You are viewing a plain text version of this content. The canonical link for it is here.

Posted to user@hive.apache.org by Yi Jiang <yi...@ubisoft.com> on 2016/05/12 01:06:44 UTC

Performance for hive external to hbase with serval terabyte or more data

Hi, Guys
Recently we are debating the usage for hbase as our destination for data pipeline job.
Basically, we want to save our logs into hbase, and our pipeline can generate 2-4 terabytes data everyday, but our IT department think it is not good idea to scan so hbase, it will cause the performance and memory issue. And they ask our just keep 15 minutes data amount in the hbase for real time analysis.
For now, I am using hive to external to hbase, but what I am thinking that for map reduce job, what kind of mapper it is using to scan the data from hbase? Is it TableInputFormatBase? and how many mapper it will use in hive to scan the hbase. Is it efficient or not? Will it cause the performance issue if we have couple T's or more larger data amount?
I am also trying to index some columns that we might use to query. But  I am not sure if it is good idea to keep so much history data in the hbase for query.
Thank you
Jacky

Re: Performance for hive external to hbase with serval terabyte or more data

Posted by Yi Jiang <yi...@ubisoft.com>.

Hi Sathi
Thank you for the answer. But we will load data from hbase to hive, let map reduce to process those data. I am not sure if it is efficient in sever for those terabytes data
Thanks l
Jacky


On May 11, 2016, at 11:03 PM, Sathi Chowdhury <sa...@lithium.com>> wrote:

Hi Yang,
Did you think of bulk loading option?

http://blog.cloudera.com/blog/2013/09/how-to-use-hbase-bulk-loading-and-why/
This may be a way to go .
Thanks
Sathi


On May 11, 2016, at 6:07 PM, Yi Jiang <yi...@ubisoft.com>> wrote:

Hi, Guys
Recently we are debating the usage for hbase as our destination for data pipeline job.

> _Stored rows_:
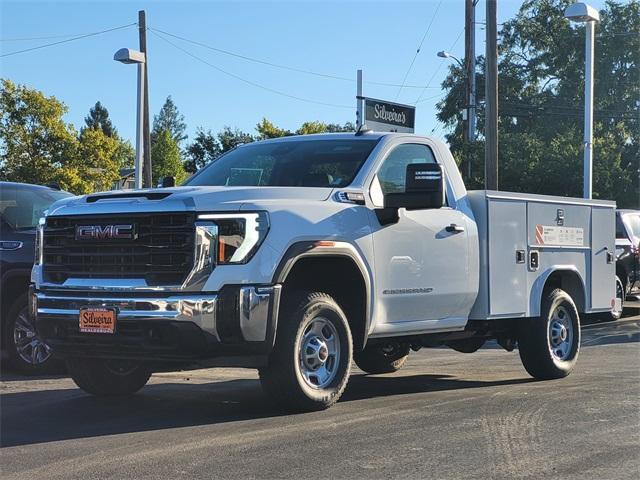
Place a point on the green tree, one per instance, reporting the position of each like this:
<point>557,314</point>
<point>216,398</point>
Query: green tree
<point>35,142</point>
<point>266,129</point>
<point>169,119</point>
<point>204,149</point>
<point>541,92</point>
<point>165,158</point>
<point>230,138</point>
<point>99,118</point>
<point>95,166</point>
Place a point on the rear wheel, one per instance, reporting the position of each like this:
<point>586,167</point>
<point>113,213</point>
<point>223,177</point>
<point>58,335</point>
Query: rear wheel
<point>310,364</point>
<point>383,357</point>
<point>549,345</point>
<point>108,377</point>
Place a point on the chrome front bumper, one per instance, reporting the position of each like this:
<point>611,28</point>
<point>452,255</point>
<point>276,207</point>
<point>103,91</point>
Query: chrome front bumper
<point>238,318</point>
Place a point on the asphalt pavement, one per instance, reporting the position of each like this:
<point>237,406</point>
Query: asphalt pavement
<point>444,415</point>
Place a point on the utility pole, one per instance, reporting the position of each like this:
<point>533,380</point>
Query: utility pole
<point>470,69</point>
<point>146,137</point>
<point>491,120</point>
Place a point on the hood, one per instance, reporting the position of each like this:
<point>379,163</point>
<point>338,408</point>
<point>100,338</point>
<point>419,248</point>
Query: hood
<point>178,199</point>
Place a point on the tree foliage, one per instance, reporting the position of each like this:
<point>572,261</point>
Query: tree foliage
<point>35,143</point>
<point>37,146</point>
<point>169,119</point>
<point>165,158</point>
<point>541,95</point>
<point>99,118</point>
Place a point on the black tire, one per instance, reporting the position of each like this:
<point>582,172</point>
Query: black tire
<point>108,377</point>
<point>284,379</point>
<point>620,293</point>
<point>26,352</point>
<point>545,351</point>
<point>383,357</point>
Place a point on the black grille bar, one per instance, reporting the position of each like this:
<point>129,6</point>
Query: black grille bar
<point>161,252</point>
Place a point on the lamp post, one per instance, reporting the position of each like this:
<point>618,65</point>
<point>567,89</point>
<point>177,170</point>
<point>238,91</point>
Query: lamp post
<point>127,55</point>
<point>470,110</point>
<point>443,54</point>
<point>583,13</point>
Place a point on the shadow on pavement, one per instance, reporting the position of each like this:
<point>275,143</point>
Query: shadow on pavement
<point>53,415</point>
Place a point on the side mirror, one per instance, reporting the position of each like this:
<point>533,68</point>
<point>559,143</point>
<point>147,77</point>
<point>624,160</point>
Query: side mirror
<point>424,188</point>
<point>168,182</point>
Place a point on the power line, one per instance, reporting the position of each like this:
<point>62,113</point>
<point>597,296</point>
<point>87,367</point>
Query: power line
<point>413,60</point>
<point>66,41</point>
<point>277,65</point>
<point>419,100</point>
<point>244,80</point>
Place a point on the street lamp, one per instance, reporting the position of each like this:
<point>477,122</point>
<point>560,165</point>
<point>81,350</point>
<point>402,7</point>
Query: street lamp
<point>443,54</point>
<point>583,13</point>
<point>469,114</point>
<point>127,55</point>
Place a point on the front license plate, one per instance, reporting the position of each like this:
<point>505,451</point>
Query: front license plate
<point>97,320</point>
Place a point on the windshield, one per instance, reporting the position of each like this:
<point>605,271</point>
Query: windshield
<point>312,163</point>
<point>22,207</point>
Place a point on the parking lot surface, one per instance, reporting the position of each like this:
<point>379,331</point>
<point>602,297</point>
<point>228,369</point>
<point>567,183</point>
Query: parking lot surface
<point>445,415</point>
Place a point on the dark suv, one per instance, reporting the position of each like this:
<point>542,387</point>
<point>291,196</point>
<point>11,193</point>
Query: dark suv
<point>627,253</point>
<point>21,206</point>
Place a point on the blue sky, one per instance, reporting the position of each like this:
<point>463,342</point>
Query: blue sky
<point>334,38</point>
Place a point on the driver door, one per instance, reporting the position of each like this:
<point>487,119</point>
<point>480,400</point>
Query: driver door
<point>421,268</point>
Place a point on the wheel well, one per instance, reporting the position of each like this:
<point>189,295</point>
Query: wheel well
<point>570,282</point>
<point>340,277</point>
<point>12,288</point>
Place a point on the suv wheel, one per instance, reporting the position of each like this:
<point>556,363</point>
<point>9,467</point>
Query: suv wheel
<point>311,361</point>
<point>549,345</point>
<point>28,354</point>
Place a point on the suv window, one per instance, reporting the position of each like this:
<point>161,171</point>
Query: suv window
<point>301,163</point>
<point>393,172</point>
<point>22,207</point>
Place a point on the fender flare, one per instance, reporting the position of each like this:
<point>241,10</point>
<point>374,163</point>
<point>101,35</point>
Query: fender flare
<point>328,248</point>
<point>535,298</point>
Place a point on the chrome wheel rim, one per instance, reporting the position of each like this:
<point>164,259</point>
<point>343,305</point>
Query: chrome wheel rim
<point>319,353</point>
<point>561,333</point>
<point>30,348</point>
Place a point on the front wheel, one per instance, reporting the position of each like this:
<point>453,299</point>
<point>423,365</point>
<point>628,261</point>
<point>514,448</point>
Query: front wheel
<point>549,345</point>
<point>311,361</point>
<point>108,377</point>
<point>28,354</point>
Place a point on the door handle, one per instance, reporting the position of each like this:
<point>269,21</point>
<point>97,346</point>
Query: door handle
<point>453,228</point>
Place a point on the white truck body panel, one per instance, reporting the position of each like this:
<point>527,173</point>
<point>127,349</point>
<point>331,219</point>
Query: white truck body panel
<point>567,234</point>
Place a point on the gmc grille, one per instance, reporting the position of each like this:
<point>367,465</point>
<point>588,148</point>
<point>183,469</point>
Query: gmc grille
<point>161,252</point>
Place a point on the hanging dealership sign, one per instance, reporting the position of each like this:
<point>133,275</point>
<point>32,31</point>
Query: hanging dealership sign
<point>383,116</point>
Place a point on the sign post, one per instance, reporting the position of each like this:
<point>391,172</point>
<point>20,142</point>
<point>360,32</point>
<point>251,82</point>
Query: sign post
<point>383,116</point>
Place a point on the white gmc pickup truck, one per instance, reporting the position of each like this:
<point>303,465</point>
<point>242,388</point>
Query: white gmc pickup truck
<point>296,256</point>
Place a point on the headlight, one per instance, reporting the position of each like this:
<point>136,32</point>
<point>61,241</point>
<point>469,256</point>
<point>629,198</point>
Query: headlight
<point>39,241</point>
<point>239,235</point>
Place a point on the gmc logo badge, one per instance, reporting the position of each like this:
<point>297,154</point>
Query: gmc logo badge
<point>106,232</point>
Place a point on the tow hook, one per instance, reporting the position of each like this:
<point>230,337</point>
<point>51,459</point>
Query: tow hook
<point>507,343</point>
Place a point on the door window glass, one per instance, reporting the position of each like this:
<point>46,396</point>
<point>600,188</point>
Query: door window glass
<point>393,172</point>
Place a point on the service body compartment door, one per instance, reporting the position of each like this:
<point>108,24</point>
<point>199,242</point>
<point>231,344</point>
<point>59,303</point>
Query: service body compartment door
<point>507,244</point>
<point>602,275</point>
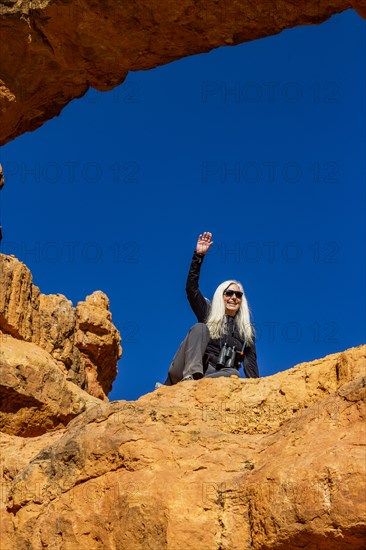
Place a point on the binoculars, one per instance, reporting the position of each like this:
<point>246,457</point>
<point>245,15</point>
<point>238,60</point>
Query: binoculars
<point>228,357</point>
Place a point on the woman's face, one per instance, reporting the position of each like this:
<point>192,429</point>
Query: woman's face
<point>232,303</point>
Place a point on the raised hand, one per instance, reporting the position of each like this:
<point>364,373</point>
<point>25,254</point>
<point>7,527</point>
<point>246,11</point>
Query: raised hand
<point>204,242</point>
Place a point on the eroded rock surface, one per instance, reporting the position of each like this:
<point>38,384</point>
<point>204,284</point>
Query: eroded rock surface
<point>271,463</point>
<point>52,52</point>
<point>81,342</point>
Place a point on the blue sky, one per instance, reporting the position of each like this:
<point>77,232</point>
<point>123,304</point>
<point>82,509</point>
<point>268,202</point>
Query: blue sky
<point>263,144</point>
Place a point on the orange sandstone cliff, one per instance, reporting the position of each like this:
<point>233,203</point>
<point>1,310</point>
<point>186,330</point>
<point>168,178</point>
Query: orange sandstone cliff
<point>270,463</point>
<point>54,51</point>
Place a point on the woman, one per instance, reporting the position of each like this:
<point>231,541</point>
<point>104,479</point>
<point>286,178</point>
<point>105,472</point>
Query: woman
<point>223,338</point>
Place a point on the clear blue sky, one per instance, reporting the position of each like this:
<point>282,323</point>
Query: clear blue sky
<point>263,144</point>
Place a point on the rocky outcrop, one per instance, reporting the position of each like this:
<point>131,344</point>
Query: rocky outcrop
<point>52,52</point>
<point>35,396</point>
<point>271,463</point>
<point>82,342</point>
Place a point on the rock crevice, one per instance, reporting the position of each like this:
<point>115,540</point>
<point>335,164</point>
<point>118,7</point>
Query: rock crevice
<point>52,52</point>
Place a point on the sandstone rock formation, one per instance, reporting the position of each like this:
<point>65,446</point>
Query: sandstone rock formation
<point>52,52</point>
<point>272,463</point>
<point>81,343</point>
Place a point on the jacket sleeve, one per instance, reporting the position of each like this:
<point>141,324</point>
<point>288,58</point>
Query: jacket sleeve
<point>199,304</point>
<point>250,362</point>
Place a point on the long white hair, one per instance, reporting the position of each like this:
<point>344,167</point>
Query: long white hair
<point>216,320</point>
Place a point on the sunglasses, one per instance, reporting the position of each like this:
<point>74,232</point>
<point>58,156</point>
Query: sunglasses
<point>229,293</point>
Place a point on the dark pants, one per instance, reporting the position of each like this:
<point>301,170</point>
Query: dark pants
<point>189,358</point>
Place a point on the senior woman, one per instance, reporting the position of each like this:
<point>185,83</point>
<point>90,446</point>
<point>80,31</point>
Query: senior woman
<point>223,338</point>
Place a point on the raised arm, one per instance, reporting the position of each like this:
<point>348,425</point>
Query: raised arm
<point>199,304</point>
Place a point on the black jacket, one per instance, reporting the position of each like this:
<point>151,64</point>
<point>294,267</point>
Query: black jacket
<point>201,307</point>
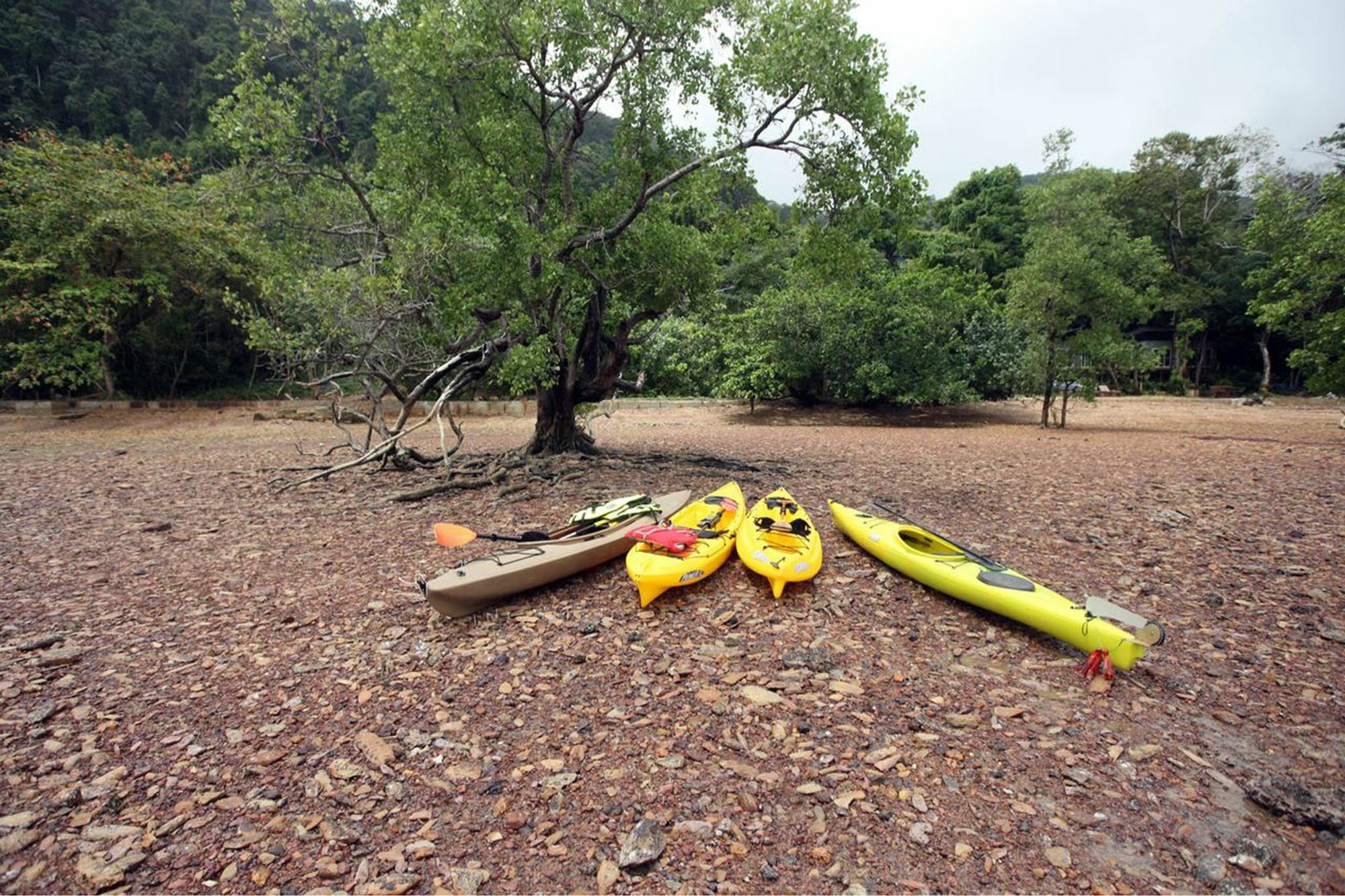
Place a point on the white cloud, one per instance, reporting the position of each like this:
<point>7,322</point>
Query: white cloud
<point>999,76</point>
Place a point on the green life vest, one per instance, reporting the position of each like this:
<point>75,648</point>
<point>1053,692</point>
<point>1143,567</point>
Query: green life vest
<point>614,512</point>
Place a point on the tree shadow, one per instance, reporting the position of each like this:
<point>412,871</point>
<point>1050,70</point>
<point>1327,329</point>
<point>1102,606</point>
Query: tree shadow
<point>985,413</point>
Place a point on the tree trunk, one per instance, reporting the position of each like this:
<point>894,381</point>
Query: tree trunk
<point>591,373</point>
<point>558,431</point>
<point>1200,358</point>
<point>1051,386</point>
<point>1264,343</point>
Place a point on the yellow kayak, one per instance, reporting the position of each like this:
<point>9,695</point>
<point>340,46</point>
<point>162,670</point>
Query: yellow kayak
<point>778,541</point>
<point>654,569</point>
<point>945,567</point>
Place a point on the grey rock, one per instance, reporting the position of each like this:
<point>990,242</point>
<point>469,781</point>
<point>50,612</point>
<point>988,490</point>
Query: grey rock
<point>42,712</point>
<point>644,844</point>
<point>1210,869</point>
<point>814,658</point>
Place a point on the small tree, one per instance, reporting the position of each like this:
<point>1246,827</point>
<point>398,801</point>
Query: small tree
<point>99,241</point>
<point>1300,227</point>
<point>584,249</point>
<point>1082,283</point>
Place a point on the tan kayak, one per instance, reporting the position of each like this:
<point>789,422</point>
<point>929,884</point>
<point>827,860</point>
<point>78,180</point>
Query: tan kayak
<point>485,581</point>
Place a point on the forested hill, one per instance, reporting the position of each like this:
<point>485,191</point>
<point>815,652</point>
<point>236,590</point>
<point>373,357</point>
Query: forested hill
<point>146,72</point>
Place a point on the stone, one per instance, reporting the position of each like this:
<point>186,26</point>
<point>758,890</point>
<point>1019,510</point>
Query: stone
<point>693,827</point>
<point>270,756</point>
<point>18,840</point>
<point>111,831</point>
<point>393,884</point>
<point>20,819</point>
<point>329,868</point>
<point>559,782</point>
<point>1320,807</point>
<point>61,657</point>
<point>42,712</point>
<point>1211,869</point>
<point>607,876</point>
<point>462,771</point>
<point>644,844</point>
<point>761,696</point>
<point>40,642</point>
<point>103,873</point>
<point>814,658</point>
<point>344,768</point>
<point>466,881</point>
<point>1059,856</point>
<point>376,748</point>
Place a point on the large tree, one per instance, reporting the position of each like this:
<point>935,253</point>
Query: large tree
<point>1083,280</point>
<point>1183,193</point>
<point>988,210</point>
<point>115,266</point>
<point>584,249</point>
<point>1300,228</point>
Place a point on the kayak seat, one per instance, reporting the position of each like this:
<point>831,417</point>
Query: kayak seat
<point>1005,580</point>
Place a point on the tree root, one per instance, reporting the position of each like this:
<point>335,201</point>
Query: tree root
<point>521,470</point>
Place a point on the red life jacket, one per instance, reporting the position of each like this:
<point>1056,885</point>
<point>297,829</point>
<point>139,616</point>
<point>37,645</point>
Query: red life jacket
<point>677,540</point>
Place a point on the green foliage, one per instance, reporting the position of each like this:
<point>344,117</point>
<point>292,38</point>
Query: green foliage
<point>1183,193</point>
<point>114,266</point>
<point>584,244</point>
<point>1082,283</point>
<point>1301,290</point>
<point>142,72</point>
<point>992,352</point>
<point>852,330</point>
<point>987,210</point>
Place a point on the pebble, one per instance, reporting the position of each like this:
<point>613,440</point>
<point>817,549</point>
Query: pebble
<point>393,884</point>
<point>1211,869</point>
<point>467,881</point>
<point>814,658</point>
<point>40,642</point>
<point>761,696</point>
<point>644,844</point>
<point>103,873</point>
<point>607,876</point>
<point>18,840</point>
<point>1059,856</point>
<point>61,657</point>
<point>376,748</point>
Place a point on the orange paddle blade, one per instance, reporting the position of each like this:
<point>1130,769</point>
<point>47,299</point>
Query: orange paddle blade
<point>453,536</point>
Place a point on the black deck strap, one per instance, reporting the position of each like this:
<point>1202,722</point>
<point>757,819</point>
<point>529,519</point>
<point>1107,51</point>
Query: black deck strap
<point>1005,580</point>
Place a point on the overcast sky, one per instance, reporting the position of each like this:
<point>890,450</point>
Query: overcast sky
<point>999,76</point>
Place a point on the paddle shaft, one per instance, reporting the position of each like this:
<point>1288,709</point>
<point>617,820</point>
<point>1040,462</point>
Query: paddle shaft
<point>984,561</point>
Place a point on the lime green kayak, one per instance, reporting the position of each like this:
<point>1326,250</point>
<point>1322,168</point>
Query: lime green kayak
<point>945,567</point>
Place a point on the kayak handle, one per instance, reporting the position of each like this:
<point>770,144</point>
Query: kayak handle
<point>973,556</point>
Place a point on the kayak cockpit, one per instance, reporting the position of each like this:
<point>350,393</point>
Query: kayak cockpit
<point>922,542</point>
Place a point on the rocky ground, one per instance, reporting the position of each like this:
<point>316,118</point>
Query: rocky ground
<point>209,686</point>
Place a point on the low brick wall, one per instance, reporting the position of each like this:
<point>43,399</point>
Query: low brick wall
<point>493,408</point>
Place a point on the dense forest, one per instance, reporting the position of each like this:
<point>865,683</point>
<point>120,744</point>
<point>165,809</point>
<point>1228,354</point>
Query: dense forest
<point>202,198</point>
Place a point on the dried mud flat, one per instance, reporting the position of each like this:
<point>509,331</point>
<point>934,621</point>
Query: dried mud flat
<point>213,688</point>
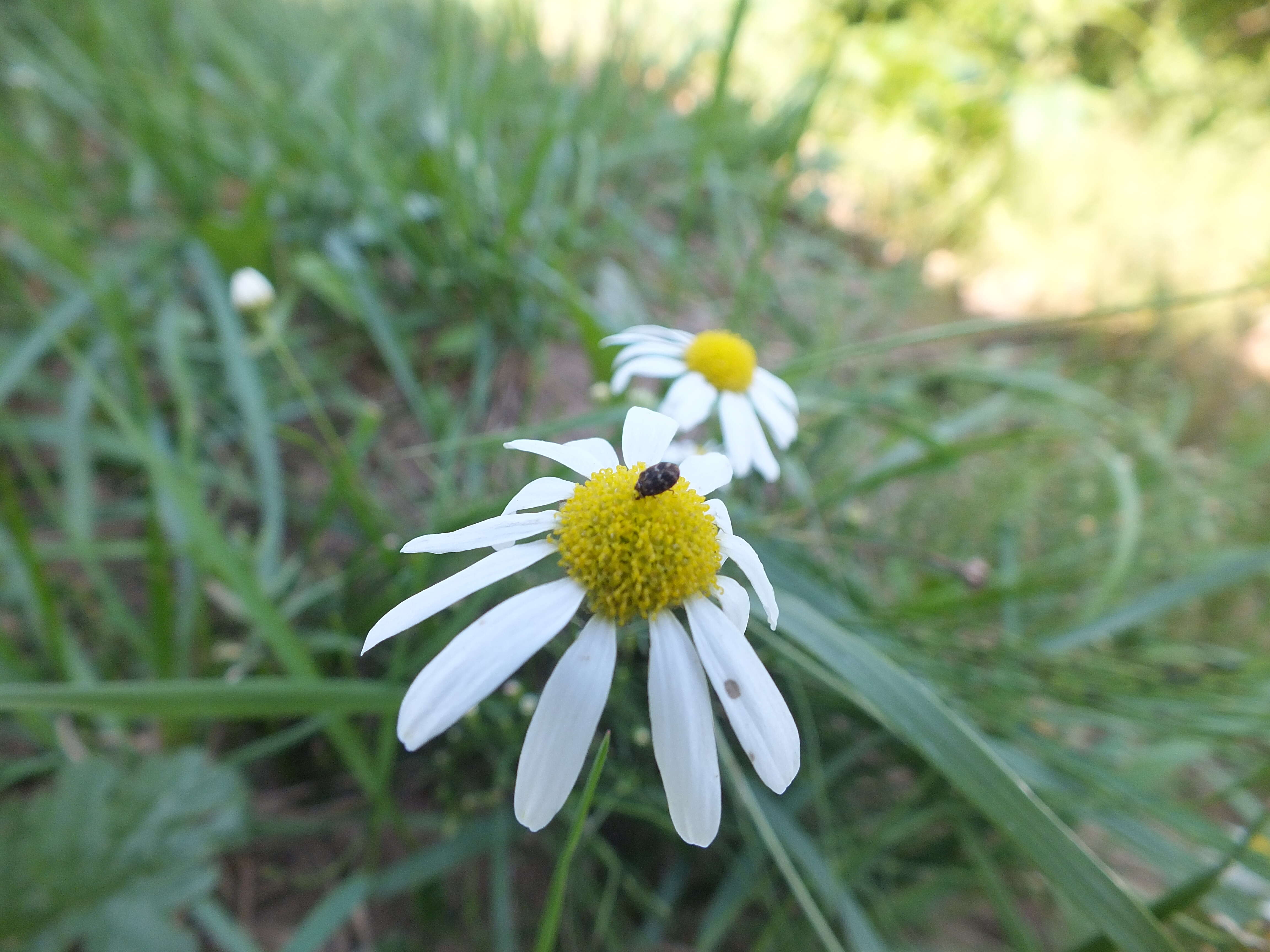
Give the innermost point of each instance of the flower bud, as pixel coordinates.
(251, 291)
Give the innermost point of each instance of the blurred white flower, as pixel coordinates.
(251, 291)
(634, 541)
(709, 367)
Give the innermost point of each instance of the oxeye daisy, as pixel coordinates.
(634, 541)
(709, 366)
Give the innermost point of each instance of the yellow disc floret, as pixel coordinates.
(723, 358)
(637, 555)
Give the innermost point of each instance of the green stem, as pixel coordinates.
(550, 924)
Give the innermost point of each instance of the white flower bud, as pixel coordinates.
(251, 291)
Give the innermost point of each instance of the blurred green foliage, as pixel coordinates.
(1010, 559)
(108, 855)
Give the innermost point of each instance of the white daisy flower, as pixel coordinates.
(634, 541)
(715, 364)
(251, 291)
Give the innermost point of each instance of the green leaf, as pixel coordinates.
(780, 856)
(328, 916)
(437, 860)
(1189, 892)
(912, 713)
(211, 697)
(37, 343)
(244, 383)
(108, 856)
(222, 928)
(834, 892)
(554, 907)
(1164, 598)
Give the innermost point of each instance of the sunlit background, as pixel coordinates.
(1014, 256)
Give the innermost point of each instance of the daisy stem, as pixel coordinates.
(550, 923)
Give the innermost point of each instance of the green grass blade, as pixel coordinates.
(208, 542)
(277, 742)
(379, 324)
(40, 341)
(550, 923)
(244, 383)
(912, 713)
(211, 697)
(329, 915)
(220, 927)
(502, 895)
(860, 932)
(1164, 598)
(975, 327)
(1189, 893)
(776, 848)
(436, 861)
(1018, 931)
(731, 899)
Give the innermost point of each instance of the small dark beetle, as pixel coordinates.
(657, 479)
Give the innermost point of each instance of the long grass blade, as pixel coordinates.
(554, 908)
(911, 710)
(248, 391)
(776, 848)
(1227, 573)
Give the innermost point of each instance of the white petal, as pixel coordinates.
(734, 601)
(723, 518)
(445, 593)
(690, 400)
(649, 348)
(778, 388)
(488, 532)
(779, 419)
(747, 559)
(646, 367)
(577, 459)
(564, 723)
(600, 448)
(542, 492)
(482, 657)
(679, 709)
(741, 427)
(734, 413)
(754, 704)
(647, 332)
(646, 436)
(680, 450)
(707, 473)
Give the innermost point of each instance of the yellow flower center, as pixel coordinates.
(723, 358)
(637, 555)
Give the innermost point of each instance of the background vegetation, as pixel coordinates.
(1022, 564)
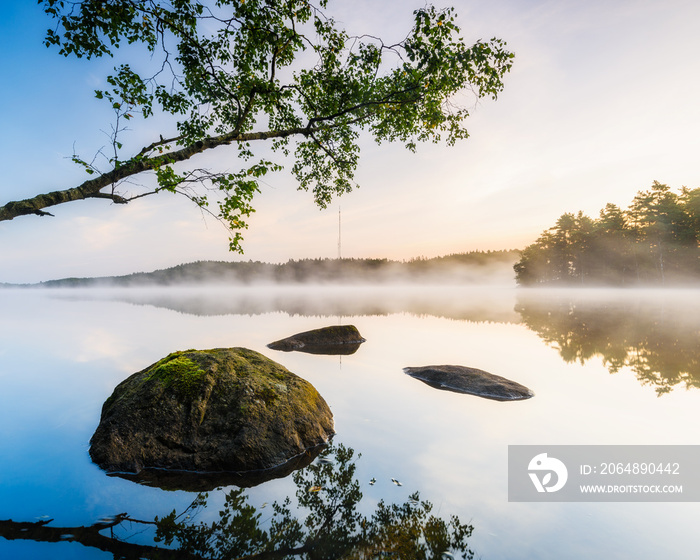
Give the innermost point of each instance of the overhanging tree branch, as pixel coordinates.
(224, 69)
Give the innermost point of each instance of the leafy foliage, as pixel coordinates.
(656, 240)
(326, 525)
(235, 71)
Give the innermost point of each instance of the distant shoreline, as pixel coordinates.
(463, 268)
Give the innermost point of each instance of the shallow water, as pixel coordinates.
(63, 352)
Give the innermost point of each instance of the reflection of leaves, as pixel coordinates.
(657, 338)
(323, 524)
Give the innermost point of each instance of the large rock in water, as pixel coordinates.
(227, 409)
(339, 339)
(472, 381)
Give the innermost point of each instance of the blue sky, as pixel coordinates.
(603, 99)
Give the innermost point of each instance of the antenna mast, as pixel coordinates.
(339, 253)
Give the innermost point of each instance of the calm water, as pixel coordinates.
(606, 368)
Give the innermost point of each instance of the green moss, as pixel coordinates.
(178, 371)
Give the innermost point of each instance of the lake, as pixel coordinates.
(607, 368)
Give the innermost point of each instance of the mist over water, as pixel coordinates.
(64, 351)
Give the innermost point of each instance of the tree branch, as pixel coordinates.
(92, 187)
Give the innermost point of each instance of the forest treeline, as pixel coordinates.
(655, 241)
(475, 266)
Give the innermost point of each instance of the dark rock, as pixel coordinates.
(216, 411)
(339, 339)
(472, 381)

> _Directions_:
a. Answer these about the Hive and HBase thread:
(i) How much data does the pipeline generate each day?
(ii) How much data did the IT department ask to keep in HBase?
(iii) Which loading option did Sathi suggest?
b. Resume the Hive and HBase thread after its last line.
The rows are separate material from the Hive and HBase thread.

> _Answer set_:
a.
(i) 2-4 terabytes.
(ii) 15 minutes of data.
(iii) Bulk loading.

b.
Basically, we want to save our logs into hbase, and our pipeline can generate 2-4 terabytes data everyday, but our IT department think it is not good idea to scan so hbase, it will cause the performance and memory issue. And they ask our just keep 15 minutes data amount in the hbase for real time analysis.
For now, I am using hive to external to hbase, but what I am thinking that for map reduce job, what kind of mapper it is using to scan the data from hbase? Is it TableInputFormatBase? and how many mapper it will use in hive to scan the hbase. Is it efficient or not? Will it cause the performance issue if we have couple T's or more larger data amount?
I am also trying to index some columns that we might use to query. But  I am not sure if it is good idea to keep so much history data in the hbase for query.
Thank you
Jacky

Re: Performance for hive external to hbase with serval terabyte or more data

Posted by Sathi Chowdhury <sa...@lithium.com>.

Hi Yang,
Did you think of bulk loading option?

http://blog.cloudera.com/blog/2013/09/how-to-use-hbase-bulk-loading-and-why/
This may be a way to go .
Thanks
Sathi


On May 11, 2016, at 6:07 PM, Yi Jiang <yi...@ubisoft.com>> wrote:

Hi, Guys
Recently we are debating the usage for hbase as our destination for data pipeline job.
Basically, we want to save our logs into hbase, and our pipeline can generate 2-4 terabytes data everyday, but our IT department think it is not good idea to scan so hbase, it will cause the performance and memory issue. And they ask our just keep 15 minutes data amount in the hbase for real time analysis.
For now, I am using hive to external to hbase, but what I am thinking that for map reduce job, what kind of mapper it is using to scan the data from hbase? Is it TableInputFormatBase? and how many mapper it will use in hive to scan the hbase. Is it efficient or not? Will it cause the performance issue if we have couple T's or more larger data amount?
I am also trying to index some columns that we might use to query. But  I am not sure if it is good idea to keep so much history data in the hbase for query.
Thank you
Jacky

Re: Performance for hive external to hbase with serval terabyte or more data

Posted by Yi Jiang <yi...@ubisoft.com>.

Hi Jorn
Thank you for replying. We are currently exporting data from hbase to hive, I have mentioned in the previous message. I am working in the big company. I personally like tez but it's even not in our roadmap.
Thank you

On May 12, 2016, at 1:52 AM, J?rn Franke <jo...@gmail.com>> wrote:

Why don't you export the data from hbase to hive, eg in Orc format. You should not use mr with Hive, but Tez. Also use a recent hive version (at least 1.2). You can then do queries there. For large log file processing in real time, one alternative depending on your needs could be Solr on Hadoop.

On 12 May 2016, at 03:06, Yi Jiang <yi...@ubisoft.com>> wrote:

Hi, Guys
Recently we are debating the usage for hbase as our destination for data pipeline job.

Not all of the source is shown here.